[[ DATA LISTING, beginning ]]

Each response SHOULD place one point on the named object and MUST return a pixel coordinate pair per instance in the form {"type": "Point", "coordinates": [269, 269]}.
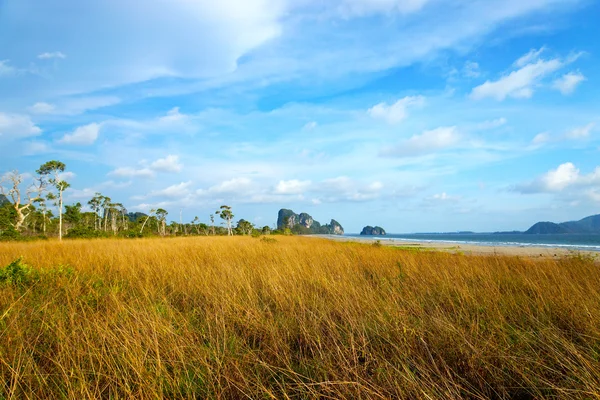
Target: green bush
{"type": "Point", "coordinates": [18, 273]}
{"type": "Point", "coordinates": [10, 234]}
{"type": "Point", "coordinates": [83, 232]}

[[ DATA LISTING, end ]]

> [WORK TO COMPLETE]: Where the material contains pictures, leave them out and copy the rest verbatim.

> [OUTPUT OF THE EXERCISE]:
Each response SHOULD place one point on the named object and MUST return a pixel coordinate pair per instance in the form {"type": "Point", "coordinates": [269, 269]}.
Target: green bush
{"type": "Point", "coordinates": [18, 273]}
{"type": "Point", "coordinates": [10, 234]}
{"type": "Point", "coordinates": [83, 232]}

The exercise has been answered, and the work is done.